[AIM OF THE EXERCISE] According to the text below on Windows service folders, which Microsoft Defender recommendation addresses this risk?

[TEXT BLOCK]

——————————

Most organizations focus on vulnerabilities, missing patches, exposed services and risky configurations. That is good, it can in all cases always be even better.

However, one of the the more practical privilege escalation risks is often overlooked because they are hard to spot:

A (Windows) service runs from a folder where normal users have write permissions.

That creates a real risk.

If a service executable or related service files are located in a folder that can be modified by broad principals such as Authenticated Users, Users, or Domain Users, a local user or attacker may be able to tamper with that service path.

If that service runs with elevated privileges, such as LocalSystem or a privileged service account, this can become a local privilege escalation or persistence path.

This is where the Microsoft Defender recommendation becomes useful:

Change service executable path to a common protected location

The idea is simple. Service binaries should preferably live in common protected locations such as C:\Program Files or C:\Windows, where normal users should not have write access.

But as always: do not just accept the recommendation blindly. Because just because this recommendation is there doesn’t mean something is inherently wrong, however during my frequent customer meetings, I always ask, if they regularly check the ACL permissions these folders have, the answer so far has always been ’no'.

So where do we start? First check what is actually exposed.

Why

A weak service executable path can matter in several scenarios:

• Local privilege escalation
• Service binary hijacking
• Persistence through service tampering
• Ransomware staging or defense evasion

This is especially relevant for devices where services run from custom folders such as:

• C:\temp
• D:\apps
• D:\azuredevops
• C:\tools
• vendor-specific application folders (I am looking at you Oracle!)
• old migration or installer directories

The folder location itself is not always the problem.

The real question is:

Who can write to that folder? Because Program Files or Windows have set ACL permission lists while anything outside of these standard OS Folders does not.

If a service runs from D:\SomeApp, and only Administrators and SYSTEM can modify that folder, the practical risk is much lower.

If Authenticated Users or Domain Users have Modify, Write, or FullControl, the risk becomes much more great or interesting depending on who looks at it.

Most of these folders go unnoticed because in general they slowly grow as most organisations don’t keep this in check and some applications even say in their manual; create a folder in C:\ and work from there. They do not want to bother you with ACL permissions, because than the barrier to entry might become to great and you might not use their software. Or maybe they also are not aware of the potential risk, either way, as an IT organisation you are responsible for what happens in your organisation.

——————————

[DATA PROVIDED]

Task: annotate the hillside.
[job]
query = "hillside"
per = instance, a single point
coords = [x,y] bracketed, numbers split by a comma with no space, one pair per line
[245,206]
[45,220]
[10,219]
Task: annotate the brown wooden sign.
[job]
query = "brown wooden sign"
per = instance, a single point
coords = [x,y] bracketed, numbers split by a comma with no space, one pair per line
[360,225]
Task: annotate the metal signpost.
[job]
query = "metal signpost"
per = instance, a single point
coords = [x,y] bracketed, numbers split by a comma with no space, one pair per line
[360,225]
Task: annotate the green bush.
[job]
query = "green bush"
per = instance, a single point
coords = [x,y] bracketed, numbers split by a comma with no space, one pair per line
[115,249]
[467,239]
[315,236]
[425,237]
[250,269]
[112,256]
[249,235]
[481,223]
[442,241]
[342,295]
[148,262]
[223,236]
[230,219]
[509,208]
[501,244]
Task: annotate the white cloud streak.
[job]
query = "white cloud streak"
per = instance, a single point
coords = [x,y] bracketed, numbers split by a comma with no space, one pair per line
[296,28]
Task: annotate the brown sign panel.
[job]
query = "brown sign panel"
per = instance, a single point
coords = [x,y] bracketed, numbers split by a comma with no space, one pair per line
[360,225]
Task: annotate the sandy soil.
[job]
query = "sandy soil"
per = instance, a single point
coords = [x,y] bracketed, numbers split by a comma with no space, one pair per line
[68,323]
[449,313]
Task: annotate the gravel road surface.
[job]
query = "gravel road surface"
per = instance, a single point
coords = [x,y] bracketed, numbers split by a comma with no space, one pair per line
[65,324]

——————————

[OUTPUT BELOW] Change service executable path to a common protected location